§ Work to complete
A. Answer these questions from the article on the workers compensation ruling:
(i) Which insurer appealed the Industrial Accident Reviewing Board's decision?
(ii) According to the review board, what was the suicide causally connected to?
(iii) On what date did the employee try to return to work on a light-duty basis?
B. Continue the article on the workers compensation ruling from where it stops.

(Beginning of Excerpted text)

The widow of a 50-year-old mechanic who killed himself after being terminated from his job is entitled to receive death benefits under workers compensation, a Massachusetts Appeals Court in Suffolk County has ruled.
The ruling affirms a decision by the Industrial Accident Reviewing Board that was appealed by the insurer, Professional Liability Insurance Co.
An administrative judge had awarded Anne Dube death benefits for her husband Gilbert Dube’s work-related back injury and subsequent pain that led to his deteriorating mental condition, unsoundness of mind and suicide. The review board agreed that the claimant was entitled to recover because the suicide was causally connected to the unsoundness of mind resulting from his work-related physical injury.
Dube, the employee, a 50-year old machine mechanic with a history of back trouble, worked at National Fiber Technology LLC . On Nov. 7, 2001, he reinjured his back when, while on the job, he “jerked” loose a card stuck in a knitting machine. The employee attempted to return to work on a light-duty basis on Nov. 26, 2001, but was informed at that time that no light-duty work was available. The employer terminated the employee’s employment on December 4, 2001. On Dec. 18, 2001, Dube committed suicide, leaving a note.

(End of Excerpted text)
(Beginning of Record set)

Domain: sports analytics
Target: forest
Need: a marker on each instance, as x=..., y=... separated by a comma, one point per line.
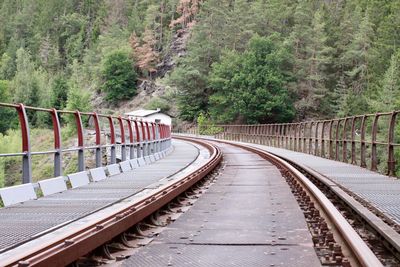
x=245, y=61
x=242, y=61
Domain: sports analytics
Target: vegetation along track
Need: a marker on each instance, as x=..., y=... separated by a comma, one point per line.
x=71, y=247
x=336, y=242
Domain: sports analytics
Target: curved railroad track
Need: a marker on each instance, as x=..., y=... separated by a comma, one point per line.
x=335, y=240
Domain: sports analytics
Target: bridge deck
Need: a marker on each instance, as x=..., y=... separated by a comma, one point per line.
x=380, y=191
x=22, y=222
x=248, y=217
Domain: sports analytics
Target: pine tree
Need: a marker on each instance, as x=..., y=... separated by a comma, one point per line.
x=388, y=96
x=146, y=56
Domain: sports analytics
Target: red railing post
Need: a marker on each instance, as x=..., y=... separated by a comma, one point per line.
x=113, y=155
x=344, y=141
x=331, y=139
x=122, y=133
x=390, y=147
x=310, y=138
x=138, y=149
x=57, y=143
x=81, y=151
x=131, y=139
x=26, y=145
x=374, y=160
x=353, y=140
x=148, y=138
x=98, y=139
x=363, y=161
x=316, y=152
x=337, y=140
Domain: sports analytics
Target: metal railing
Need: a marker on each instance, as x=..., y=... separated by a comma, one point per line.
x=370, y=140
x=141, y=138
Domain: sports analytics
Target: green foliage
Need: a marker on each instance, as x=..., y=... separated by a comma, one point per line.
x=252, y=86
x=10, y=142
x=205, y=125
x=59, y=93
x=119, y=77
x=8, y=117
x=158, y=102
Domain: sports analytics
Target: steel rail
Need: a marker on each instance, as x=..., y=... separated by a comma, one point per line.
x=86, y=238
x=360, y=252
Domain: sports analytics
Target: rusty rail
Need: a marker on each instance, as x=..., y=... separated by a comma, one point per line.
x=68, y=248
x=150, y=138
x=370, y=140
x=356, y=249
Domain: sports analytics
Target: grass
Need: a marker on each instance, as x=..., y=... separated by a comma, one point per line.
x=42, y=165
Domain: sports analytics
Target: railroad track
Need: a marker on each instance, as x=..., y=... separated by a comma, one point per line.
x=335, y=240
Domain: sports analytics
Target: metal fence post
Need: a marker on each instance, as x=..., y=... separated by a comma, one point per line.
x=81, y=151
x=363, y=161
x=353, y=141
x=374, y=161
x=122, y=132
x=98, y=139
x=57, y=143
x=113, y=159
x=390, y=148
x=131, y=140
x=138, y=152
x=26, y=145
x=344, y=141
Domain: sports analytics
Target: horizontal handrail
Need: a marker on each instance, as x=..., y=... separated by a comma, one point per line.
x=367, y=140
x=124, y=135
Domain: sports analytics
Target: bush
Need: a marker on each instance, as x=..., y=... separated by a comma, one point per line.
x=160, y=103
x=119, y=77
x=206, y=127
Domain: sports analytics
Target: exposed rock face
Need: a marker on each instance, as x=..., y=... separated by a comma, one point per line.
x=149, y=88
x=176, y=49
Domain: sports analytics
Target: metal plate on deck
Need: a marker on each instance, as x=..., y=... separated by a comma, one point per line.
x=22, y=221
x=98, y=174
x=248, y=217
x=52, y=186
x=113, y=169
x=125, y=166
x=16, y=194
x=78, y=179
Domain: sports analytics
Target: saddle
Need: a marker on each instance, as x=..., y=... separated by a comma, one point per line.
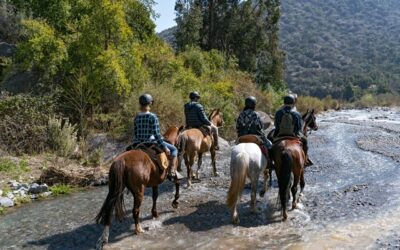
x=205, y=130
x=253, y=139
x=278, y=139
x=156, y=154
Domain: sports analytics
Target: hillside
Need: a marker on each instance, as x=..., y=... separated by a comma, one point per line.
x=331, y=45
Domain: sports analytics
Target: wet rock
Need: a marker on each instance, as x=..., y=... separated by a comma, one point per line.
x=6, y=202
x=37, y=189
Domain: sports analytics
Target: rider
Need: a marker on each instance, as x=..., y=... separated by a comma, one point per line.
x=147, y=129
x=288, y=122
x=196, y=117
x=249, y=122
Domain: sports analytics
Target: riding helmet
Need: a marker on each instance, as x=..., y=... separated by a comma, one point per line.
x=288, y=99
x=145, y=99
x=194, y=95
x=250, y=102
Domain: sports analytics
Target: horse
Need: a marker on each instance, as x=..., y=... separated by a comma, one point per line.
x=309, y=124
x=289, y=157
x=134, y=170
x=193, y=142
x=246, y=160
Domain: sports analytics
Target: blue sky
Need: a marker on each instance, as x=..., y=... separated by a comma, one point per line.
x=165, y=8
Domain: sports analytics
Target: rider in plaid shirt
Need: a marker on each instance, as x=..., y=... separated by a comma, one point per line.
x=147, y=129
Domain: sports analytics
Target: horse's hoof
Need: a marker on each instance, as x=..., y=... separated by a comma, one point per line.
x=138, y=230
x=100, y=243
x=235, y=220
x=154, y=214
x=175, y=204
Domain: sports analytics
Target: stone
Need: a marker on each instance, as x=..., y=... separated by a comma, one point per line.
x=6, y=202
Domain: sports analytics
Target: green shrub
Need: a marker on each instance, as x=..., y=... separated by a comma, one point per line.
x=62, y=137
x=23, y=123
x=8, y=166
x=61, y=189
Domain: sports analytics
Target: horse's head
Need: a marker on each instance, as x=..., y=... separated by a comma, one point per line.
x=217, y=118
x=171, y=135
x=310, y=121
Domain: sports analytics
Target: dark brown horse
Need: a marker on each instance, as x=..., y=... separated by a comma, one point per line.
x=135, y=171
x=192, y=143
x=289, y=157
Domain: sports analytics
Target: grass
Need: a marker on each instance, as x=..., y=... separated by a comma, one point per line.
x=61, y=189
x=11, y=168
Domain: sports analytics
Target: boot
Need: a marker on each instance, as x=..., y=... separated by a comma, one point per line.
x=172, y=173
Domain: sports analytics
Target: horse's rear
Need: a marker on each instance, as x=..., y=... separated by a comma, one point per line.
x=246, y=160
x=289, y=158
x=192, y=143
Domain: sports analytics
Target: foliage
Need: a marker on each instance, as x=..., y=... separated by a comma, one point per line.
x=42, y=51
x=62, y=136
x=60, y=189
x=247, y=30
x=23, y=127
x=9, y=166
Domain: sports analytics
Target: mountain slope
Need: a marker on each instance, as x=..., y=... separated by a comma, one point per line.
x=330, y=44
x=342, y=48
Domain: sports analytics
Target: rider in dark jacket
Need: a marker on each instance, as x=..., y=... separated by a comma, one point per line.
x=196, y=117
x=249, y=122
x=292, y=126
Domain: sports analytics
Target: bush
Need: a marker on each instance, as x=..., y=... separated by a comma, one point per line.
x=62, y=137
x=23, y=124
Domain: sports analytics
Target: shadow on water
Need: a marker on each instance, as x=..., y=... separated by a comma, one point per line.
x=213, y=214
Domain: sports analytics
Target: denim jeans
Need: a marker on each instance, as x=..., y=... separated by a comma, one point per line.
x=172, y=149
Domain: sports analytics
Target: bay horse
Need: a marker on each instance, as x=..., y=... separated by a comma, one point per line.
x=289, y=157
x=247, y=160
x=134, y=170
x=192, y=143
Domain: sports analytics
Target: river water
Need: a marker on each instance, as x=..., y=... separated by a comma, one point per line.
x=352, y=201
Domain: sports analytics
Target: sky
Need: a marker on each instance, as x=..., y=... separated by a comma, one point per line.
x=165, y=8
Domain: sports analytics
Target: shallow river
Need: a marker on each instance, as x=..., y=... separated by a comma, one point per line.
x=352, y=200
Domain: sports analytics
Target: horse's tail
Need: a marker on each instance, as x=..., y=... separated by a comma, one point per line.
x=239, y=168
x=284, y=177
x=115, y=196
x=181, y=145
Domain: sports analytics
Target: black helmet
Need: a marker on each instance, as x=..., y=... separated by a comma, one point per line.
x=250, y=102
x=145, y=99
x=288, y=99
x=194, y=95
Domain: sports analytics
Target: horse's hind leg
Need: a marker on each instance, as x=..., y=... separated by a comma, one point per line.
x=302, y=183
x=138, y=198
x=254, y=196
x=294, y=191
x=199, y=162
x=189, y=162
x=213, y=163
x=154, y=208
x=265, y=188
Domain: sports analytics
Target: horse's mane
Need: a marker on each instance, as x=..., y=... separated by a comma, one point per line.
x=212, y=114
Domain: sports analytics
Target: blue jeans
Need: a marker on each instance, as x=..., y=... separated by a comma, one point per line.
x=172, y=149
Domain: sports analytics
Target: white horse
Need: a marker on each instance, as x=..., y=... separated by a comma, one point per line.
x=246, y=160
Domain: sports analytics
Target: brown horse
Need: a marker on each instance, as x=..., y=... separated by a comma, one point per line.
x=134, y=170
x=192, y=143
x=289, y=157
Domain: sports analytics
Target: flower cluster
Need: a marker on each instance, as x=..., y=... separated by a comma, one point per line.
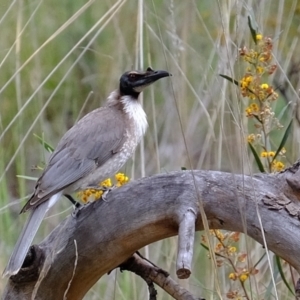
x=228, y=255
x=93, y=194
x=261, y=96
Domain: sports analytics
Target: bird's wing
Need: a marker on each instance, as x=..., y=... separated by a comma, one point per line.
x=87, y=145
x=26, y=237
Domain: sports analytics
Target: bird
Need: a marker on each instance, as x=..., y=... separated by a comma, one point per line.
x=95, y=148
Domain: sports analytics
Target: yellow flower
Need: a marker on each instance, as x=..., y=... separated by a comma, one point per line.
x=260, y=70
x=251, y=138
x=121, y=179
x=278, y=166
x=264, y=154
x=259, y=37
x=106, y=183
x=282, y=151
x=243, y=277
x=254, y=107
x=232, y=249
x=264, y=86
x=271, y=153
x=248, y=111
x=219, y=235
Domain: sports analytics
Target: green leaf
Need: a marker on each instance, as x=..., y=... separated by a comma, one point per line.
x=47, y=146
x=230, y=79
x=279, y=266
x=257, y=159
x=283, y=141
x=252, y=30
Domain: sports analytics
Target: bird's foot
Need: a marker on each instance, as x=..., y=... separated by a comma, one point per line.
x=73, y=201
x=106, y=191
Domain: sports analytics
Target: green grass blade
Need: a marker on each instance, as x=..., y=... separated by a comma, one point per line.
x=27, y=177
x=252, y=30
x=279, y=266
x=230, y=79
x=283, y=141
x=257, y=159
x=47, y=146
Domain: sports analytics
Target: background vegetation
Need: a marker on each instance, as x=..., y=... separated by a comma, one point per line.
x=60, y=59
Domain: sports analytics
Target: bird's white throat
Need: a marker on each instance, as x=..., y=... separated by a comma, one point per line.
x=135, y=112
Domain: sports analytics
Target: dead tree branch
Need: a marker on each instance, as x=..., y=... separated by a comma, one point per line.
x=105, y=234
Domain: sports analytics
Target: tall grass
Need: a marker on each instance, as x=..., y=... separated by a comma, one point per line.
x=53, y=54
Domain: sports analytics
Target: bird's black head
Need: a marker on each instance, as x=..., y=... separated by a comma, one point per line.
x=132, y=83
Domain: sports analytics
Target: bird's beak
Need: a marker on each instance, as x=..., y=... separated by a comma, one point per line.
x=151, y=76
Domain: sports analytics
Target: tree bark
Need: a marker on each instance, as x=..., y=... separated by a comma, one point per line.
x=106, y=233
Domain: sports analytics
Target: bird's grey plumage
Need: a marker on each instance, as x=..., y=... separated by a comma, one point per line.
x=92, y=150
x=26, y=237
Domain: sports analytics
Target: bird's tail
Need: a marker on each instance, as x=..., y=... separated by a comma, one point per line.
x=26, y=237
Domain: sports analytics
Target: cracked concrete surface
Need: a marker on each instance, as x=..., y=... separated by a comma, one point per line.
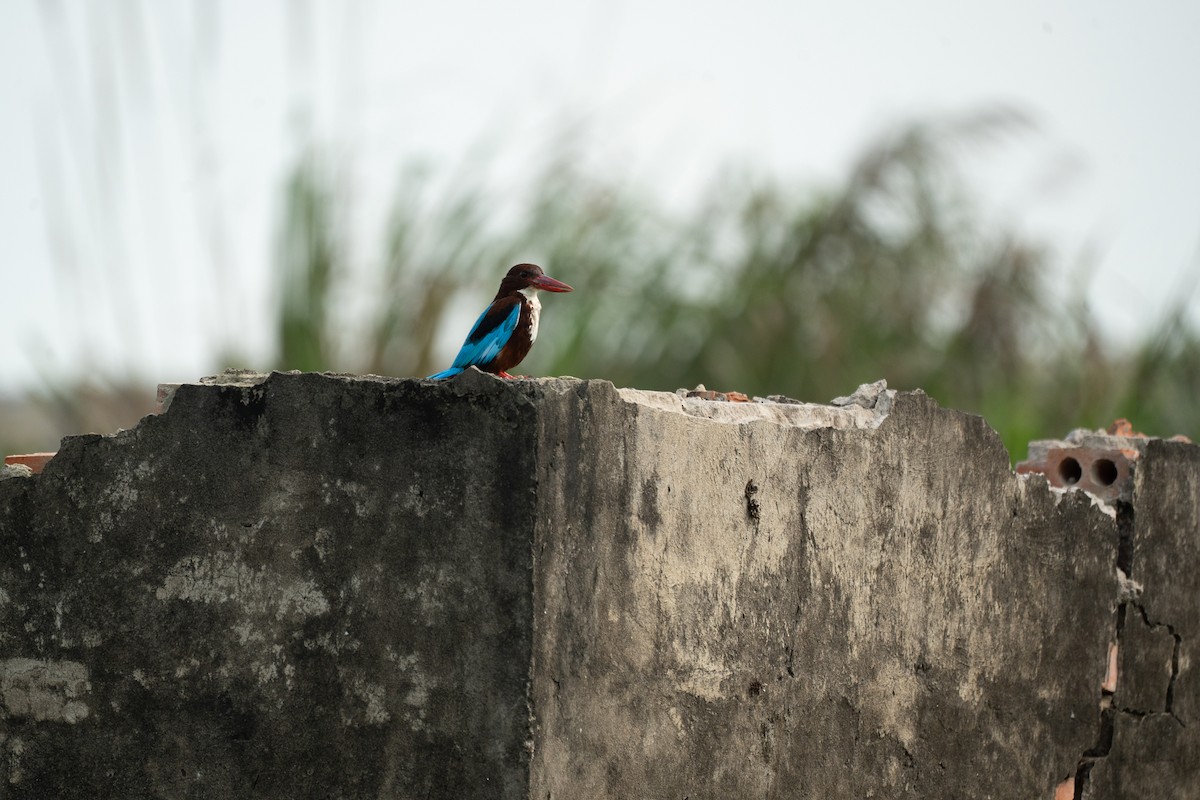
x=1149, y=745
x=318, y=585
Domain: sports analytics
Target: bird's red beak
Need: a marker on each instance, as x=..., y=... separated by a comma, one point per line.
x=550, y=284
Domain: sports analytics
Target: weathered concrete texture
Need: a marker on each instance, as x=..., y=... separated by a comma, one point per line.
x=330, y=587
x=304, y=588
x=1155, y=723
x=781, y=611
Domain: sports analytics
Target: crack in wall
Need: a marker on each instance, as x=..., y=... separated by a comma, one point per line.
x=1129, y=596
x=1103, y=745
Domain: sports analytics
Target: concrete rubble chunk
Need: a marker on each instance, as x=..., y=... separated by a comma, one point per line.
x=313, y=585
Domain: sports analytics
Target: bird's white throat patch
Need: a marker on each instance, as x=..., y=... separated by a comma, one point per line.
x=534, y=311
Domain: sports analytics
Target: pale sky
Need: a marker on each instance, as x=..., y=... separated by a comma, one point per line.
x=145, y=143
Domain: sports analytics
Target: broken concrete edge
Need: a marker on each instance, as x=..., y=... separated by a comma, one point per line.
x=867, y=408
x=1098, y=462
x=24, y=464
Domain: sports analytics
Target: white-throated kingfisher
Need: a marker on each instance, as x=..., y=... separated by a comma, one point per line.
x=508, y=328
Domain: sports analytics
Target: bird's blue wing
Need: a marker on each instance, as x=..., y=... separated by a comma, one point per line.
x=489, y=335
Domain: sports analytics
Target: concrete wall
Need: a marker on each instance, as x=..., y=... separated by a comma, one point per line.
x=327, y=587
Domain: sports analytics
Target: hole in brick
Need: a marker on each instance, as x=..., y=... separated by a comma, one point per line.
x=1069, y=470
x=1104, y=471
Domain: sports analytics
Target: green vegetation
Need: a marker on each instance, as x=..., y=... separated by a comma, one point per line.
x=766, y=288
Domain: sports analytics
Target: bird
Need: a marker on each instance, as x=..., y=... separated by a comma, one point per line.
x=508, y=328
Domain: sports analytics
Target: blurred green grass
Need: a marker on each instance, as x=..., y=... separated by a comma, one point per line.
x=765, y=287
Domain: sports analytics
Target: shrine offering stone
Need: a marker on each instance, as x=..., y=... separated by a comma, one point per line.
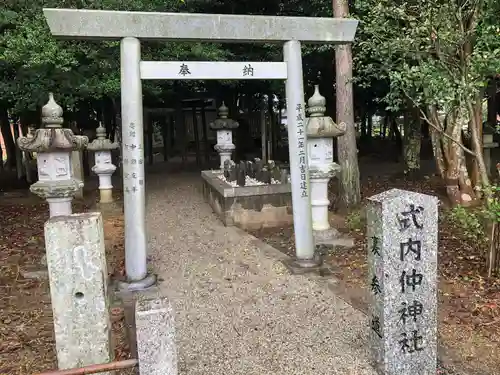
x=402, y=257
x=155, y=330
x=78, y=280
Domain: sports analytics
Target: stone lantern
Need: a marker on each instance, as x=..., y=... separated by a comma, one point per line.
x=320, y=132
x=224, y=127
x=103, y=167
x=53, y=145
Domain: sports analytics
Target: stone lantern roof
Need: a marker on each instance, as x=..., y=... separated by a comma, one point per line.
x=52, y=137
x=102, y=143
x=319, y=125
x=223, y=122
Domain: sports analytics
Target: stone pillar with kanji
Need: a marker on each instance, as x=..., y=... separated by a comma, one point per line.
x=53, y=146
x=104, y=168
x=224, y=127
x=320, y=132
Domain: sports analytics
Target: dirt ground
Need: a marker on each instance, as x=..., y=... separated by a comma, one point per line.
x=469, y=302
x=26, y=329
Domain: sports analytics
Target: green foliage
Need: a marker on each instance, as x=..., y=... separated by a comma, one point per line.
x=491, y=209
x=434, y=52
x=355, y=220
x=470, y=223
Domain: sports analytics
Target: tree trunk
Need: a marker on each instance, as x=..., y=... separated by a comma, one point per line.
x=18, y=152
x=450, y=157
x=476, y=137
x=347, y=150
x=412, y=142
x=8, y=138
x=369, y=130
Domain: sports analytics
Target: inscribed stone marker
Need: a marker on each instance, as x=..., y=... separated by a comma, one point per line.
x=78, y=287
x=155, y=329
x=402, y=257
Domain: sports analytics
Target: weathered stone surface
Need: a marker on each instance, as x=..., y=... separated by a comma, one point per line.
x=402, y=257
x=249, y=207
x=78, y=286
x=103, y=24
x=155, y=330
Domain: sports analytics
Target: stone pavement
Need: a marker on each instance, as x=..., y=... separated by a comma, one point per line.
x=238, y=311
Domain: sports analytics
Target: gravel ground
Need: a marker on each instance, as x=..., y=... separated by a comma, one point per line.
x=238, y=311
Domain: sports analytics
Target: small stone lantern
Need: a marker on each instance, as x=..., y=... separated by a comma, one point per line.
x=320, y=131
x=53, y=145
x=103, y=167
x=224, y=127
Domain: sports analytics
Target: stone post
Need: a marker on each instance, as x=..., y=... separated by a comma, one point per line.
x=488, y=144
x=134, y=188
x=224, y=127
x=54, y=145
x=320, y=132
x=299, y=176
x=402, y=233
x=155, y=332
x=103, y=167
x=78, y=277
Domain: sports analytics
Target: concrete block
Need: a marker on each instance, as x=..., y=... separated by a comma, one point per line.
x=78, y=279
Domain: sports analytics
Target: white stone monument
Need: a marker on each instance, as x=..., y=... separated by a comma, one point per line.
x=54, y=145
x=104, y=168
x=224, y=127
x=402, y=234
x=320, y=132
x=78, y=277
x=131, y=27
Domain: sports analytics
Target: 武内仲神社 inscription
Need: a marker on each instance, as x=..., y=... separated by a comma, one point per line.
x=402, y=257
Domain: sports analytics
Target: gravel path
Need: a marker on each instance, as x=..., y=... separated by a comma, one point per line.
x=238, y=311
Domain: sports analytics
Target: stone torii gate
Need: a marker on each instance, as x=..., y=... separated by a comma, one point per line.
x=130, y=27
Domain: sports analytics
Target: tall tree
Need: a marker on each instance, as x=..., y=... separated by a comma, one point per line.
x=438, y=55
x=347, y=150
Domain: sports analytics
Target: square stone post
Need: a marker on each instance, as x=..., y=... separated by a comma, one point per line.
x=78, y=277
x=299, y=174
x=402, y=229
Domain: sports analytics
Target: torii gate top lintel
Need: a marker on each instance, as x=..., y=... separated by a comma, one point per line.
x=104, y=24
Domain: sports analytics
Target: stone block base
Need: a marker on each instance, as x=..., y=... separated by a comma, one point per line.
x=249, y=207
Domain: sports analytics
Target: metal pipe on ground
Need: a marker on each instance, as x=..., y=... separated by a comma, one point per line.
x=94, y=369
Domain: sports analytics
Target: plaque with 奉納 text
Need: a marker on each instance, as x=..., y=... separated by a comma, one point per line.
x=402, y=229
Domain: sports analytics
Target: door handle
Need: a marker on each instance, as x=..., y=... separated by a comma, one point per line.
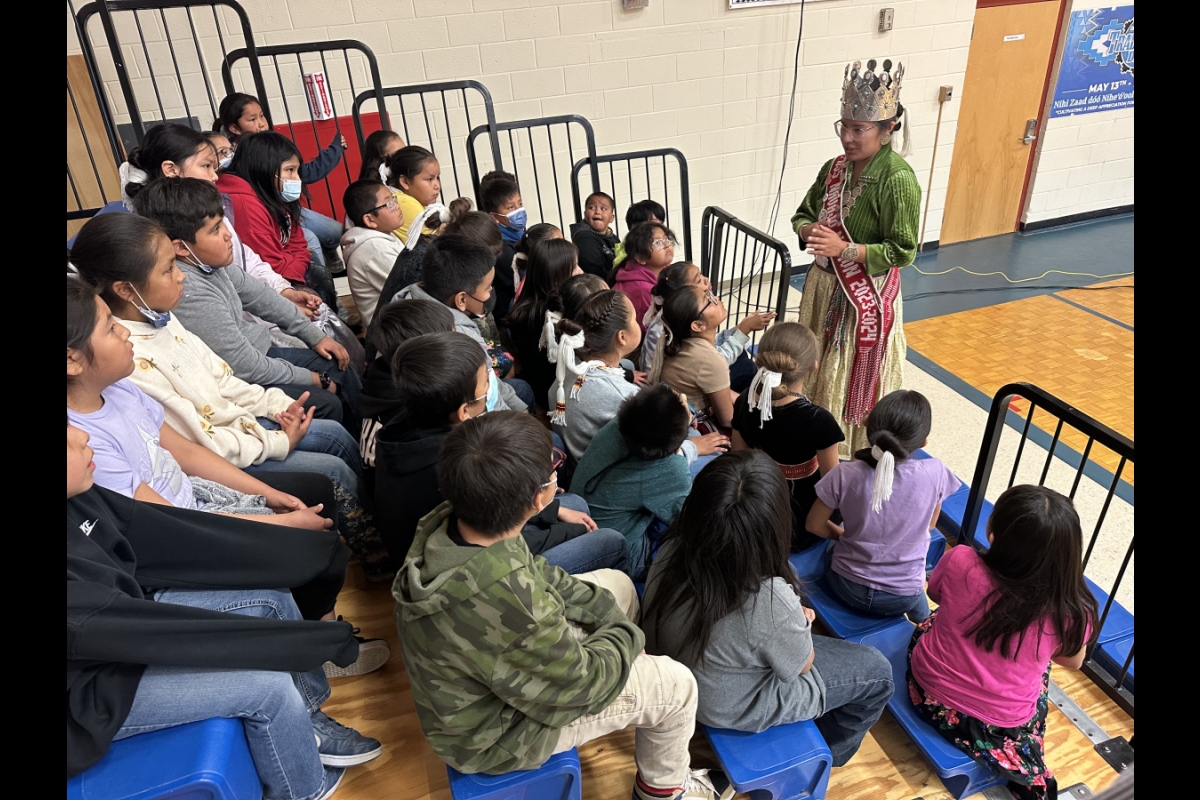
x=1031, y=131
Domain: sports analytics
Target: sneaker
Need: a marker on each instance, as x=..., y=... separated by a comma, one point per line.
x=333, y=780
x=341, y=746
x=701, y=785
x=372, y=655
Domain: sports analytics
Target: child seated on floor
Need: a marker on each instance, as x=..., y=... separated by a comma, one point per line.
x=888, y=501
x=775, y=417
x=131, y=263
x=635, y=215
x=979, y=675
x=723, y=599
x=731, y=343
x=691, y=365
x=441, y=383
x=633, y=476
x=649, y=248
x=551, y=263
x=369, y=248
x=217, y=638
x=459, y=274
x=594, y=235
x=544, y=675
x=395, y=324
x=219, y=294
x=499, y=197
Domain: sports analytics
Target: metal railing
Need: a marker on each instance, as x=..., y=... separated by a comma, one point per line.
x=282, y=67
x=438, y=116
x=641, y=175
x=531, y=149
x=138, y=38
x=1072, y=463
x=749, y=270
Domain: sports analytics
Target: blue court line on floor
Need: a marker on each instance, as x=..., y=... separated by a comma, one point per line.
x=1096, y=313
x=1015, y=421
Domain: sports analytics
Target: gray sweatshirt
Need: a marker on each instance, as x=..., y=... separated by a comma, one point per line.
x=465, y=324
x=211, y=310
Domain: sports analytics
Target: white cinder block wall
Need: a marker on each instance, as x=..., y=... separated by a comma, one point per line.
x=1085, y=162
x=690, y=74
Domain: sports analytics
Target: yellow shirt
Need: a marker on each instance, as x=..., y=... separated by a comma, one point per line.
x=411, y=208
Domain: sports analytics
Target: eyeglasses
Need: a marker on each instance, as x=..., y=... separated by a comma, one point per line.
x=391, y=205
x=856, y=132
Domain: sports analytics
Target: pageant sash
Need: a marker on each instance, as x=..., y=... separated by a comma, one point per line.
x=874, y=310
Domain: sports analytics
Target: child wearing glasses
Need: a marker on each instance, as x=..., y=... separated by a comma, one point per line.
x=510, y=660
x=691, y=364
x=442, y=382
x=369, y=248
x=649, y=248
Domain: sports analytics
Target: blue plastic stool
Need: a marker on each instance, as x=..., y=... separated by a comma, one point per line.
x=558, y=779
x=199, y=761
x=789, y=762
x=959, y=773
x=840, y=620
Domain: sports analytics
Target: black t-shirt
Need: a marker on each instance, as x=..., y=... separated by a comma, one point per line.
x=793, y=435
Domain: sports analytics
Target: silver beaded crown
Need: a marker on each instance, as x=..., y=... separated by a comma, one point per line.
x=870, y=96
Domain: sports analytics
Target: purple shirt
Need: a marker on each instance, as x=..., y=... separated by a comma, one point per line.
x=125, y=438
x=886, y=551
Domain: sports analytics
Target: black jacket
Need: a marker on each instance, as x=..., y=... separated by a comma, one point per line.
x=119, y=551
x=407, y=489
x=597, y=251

(End of Record set)

§ Numbered answers
A.
(i) Professional Liability Insurance Co.
(ii) The unsoundness of mind that resulted from his work-related physical injury.
(iii) Nov. 26, 2001.

B.
At the hearing, the claimant introduced medical evidence, credited by the administrative judge, indicating that the employee’s back injury caused him to become clinically depressed, and that the termination exacerbated his depression to the point that the employee was acting irrationally when he committed suicide.
The plaintiff offered additional testimony, confirming the change in the employee’s behavior after the work-related injury.
Although there also was medical evidence that it was the termination that “put [the employee] over the edge” and was the “predominant” cause of the depression that led to his suicide, the administrative judge’s decision did not explicitly address the causal role played by the termination in prompting the employee to take his life. In affirming the decision, the board stated:
“Here the adopted medical evidence supported the judge’s award of death benefits, because the doctors causally related the suicide both to the work injury and to the termination. That Drs. Kelly and Chastain put more emphasis on the termination — that it was the ‘predominant’ cause that ‘substantially aggravated’ the work-related depression — does not affect this analysis. The claimant established the simple causal connection required under § 26A and rightly prevailed in her § 31 claim as a result.”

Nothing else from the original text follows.